GIVEN TASK >> Present the records below as a Markdown table with the columns "Row" and "Line," starting with the first line of the records and stopping after the line that contains "54], [125, 41]]". Number each row, skip blank lines, and leave the pictures out.

EXTRACTED ENTRIES >>
★ ★ ★ ★ ★
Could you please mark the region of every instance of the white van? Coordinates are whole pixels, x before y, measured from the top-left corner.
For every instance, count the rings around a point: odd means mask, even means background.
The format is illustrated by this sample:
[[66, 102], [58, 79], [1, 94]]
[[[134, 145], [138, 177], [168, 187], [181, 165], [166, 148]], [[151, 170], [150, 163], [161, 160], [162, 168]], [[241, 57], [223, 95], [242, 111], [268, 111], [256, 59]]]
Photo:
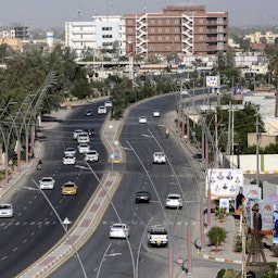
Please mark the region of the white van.
[[78, 143], [88, 143], [90, 142], [90, 137], [87, 132], [80, 132], [77, 135], [77, 142]]
[[108, 110], [105, 106], [99, 106], [98, 108], [98, 114], [106, 114], [108, 113]]

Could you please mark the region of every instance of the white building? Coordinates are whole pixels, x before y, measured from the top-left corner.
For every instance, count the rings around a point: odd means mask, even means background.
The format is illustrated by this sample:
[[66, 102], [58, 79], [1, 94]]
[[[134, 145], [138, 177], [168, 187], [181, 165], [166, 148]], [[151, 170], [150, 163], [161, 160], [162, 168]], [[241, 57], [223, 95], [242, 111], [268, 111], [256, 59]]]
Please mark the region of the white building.
[[122, 16], [92, 16], [91, 22], [65, 23], [65, 46], [75, 50], [78, 56], [86, 50], [123, 55], [126, 54], [125, 41]]

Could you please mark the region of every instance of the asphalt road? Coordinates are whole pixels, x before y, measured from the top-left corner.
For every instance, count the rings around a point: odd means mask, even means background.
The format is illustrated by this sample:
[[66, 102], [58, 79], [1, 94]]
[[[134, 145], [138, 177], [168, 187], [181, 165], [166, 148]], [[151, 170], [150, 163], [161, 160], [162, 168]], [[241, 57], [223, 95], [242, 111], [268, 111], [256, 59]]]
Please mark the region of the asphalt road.
[[[99, 177], [102, 176], [106, 165], [108, 154], [102, 146], [99, 131], [104, 115], [96, 115], [99, 103], [90, 104], [94, 111], [93, 117], [84, 115], [85, 108], [75, 108], [71, 116], [52, 130], [38, 130], [38, 140], [43, 142], [42, 170], [28, 173], [13, 192], [12, 203], [14, 217], [0, 219], [0, 249], [1, 277], [15, 277], [23, 269], [33, 264], [64, 236], [61, 223], [53, 210], [36, 190], [33, 179], [38, 182], [42, 176], [52, 176], [55, 179], [54, 190], [45, 190], [48, 199], [63, 220], [67, 217], [73, 224], [80, 214], [98, 181], [88, 172], [74, 165], [63, 165], [63, 149], [77, 147], [72, 131], [77, 128], [92, 127], [96, 136], [91, 146], [100, 153], [100, 162], [93, 164]], [[51, 119], [49, 119], [51, 121]], [[77, 164], [84, 165], [84, 154], [77, 155]], [[65, 181], [75, 181], [78, 186], [76, 197], [61, 194], [61, 186]]]
[[[127, 163], [114, 166], [123, 173], [123, 180], [112, 204], [91, 239], [78, 252], [87, 277], [168, 277], [180, 270], [176, 262], [188, 258], [188, 229], [200, 226], [199, 212], [202, 198], [191, 157], [174, 138], [165, 138], [164, 116], [177, 106], [175, 96], [146, 101], [129, 113], [121, 143], [126, 149]], [[153, 118], [153, 110], [162, 116]], [[148, 124], [138, 124], [139, 116], [147, 116]], [[164, 151], [165, 165], [153, 165], [155, 151]], [[193, 165], [194, 162], [193, 162]], [[135, 193], [149, 190], [152, 202], [135, 203]], [[169, 192], [184, 195], [182, 210], [165, 210]], [[126, 240], [109, 239], [109, 227], [122, 220], [130, 226]], [[169, 248], [148, 248], [147, 226], [164, 225], [169, 232]], [[193, 240], [191, 240], [193, 241]], [[173, 253], [169, 260], [169, 253]], [[50, 277], [84, 277], [76, 257], [72, 257]]]

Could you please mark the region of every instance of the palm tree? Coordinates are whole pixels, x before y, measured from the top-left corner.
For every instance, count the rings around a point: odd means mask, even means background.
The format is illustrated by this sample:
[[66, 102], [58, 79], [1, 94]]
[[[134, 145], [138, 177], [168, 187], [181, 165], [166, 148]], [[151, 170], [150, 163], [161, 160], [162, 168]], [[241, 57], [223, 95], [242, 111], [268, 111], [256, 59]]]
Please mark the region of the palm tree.
[[276, 101], [275, 101], [275, 116], [278, 116], [278, 92], [277, 92], [277, 85], [278, 85], [278, 55], [273, 56], [268, 65], [269, 72], [271, 76], [275, 78], [275, 88], [276, 88]]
★ ★ ★ ★ ★
COMPLETED TASK >>
| Row | Line |
|---|---|
| 1 | Could you please mark the region of every instance of the white van? Coordinates are whole pixels, x before y, measured from the top-left corner. |
| 2 | For every instance, count the rings around a point: odd means mask, even means background. |
| 3 | The format is illustrated by this sample: |
| 4 | [[66, 102], [58, 79], [1, 94]] |
| 5 | [[[134, 145], [138, 177], [168, 187], [181, 165], [166, 148]], [[151, 170], [150, 163], [161, 160], [162, 168]], [[241, 57], [223, 95], [242, 111], [268, 111], [256, 59]]] |
| 6 | Photo: |
| 7 | Please mark the region of the white van. |
| 8 | [[78, 143], [88, 143], [90, 142], [90, 137], [87, 132], [80, 132], [77, 135], [77, 142]] |
| 9 | [[108, 110], [105, 106], [99, 106], [98, 108], [98, 114], [106, 114], [108, 113]] |
| 10 | Could you please mark the region of every instance of the white building? Coordinates are whole pixels, x before y, measured from the top-left corner. |
| 11 | For every instance, count the rings around a point: odd means mask, even means background. |
| 12 | The format is illustrated by this sample: |
| 13 | [[66, 102], [58, 79], [1, 94]] |
| 14 | [[[134, 145], [138, 177], [168, 187], [181, 165], [166, 148]], [[151, 170], [150, 163], [161, 160], [162, 168]], [[241, 57], [223, 95], [242, 111], [268, 111], [256, 59]]] |
| 15 | Please mark the region of the white building. |
| 16 | [[122, 16], [92, 16], [91, 22], [65, 23], [65, 46], [75, 50], [78, 56], [86, 50], [123, 55], [126, 54], [125, 41]] |